Required work:
1. Summarize the commit thread in two sentences.
2. Reproduce the part of the commit thread starting at "Ruediger Pluem" and ending at "to ETag generation.".

Text extract:
•••••

Re: svn commit: r1879488 - /httpd/httpd/trunk/server/util_etag.c

classic Classic list List threaded Threaded
3 messages Options
Reply | Threaded
Open this post in threaded view
|

Re: svn commit: r1879488 - /httpd/httpd/trunk/server/util_etag.c

Ruediger Pluem


On 7/3/20 9:48 PM, [hidden email] wrote:

> Author: minfrin
> Date: Fri Jul  3 19:48:53 2020
> New Revision: 1879488
>
> URL: http://svn.apache.org/viewvc?rev=1879488&view=rev
> Log:
> Add MMAP support to ETag generation.
>
> Modified:
>     httpd/httpd/trunk/server/util_etag.c
>
> Modified: httpd/httpd/trunk/server/util_etag.c
> URL: http://svn.apache.org/viewvc/httpd/httpd/trunk/server/util_etag.c?rev=1879488&r1=1879487&r2=1879488&view=diff
> ==============================================================================
> --- httpd/httpd/trunk/server/util_etag.c (original)

•••••

Dataset excerpts on object pointing
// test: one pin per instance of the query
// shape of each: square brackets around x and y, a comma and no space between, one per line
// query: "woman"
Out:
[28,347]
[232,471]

•••••

Solved problems:
1. Ruediger Pluem replies to a message about svn commit r1879488, which minfrin authored on Fri Jul 3 19:48:53 2020. The commit's log reads "Add MMAP support to ETag generation" and lists httpd/httpd/trunk/server/util_etag.c as the modified file.

2.
Ruediger Pluem


On 7/3/20 9:48 PM, [hidden email] wrote:

> Author: minfrin
> Date: Fri Jul  3 19:48:53 2020
> New Revision: 1879488
>
> URL: http://svn.apache.org/viewvc?rev=1879488&view=rev
> Log:
> Add MMAP support to ETag generation.